§ **GIVEN DATA**
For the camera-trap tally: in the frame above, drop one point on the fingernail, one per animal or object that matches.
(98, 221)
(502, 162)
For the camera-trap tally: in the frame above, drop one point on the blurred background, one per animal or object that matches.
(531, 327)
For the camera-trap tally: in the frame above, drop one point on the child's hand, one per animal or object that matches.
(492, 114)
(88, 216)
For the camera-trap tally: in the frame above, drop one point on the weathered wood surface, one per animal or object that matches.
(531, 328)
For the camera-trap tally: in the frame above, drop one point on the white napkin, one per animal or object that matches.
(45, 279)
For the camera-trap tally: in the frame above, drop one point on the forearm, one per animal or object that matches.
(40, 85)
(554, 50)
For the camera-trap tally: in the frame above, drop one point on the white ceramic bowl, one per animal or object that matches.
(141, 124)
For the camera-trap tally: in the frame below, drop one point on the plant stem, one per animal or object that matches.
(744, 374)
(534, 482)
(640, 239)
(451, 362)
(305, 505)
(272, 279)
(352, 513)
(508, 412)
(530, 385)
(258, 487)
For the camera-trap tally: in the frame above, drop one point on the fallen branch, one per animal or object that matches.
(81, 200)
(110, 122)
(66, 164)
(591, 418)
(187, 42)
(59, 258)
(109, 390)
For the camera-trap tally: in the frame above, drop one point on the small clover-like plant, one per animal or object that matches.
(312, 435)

§ **ACTIVITY**
Could you quote the material above in full, exactly as it stands?

§ **REPLY TO THE TASK**
For the camera-trap tally: in the frame above, drop one point on the fingernail, one per animal or object that matches.
(98, 221)
(502, 162)
For the camera-trap tally: in the frame above, drop one point on the blurred background, one per animal or object that matches.
(531, 327)
For the camera-trap tally: in the frame above, drop one point on the child's hand, one per animal or object that matches.
(492, 114)
(88, 216)
For the camera-trap tally: in the frame above, drop one point on the weathered wood surface, one per animal or object that matches.
(531, 328)
For the camera-trap tally: in the frame above, drop one point on the white napkin, one per animal or object that matches.
(45, 279)
For the camera-trap tally: in the frame above, drop one point on the forearm, one per animal or object that matches.
(40, 85)
(554, 50)
For the camera-trap tally: in the frame above, drop one point on the white ceramic bowl, one per animal or object that matches.
(141, 124)
For the camera-trap tally: in the frame below, drop one point on the plant stem, one per animal or object that matches.
(744, 374)
(534, 482)
(640, 239)
(451, 362)
(305, 505)
(272, 279)
(352, 513)
(508, 412)
(530, 385)
(258, 487)
For the camera-trap tally: in the frame above, drop one point on the fallen branch, one per animal or object that matches.
(81, 200)
(110, 122)
(66, 164)
(591, 418)
(187, 42)
(59, 258)
(109, 390)
For the camera-trap tally: in the frame above, drop one point on the small clover-like plant, one per animal or object that matches.
(312, 435)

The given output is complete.